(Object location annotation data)
---------------

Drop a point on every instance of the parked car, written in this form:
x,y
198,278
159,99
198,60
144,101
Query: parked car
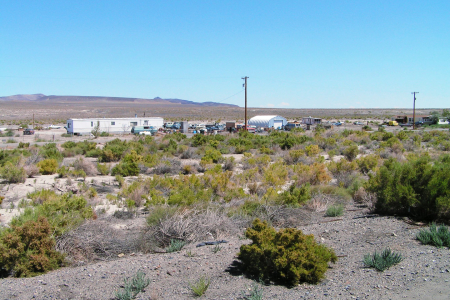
x,y
290,126
393,123
28,131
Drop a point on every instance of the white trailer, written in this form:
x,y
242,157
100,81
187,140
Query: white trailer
x,y
110,125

---------------

### Exercise task
All lines from the one containing "Drop a point on every instance of the white" through the end of the records, both ends included, are to be quoted exactly; please add nothing else.

### Finished exercise
Drop a point on every instance of the white trailer, written in this form:
x,y
242,157
100,81
187,140
Query: white trailer
x,y
110,125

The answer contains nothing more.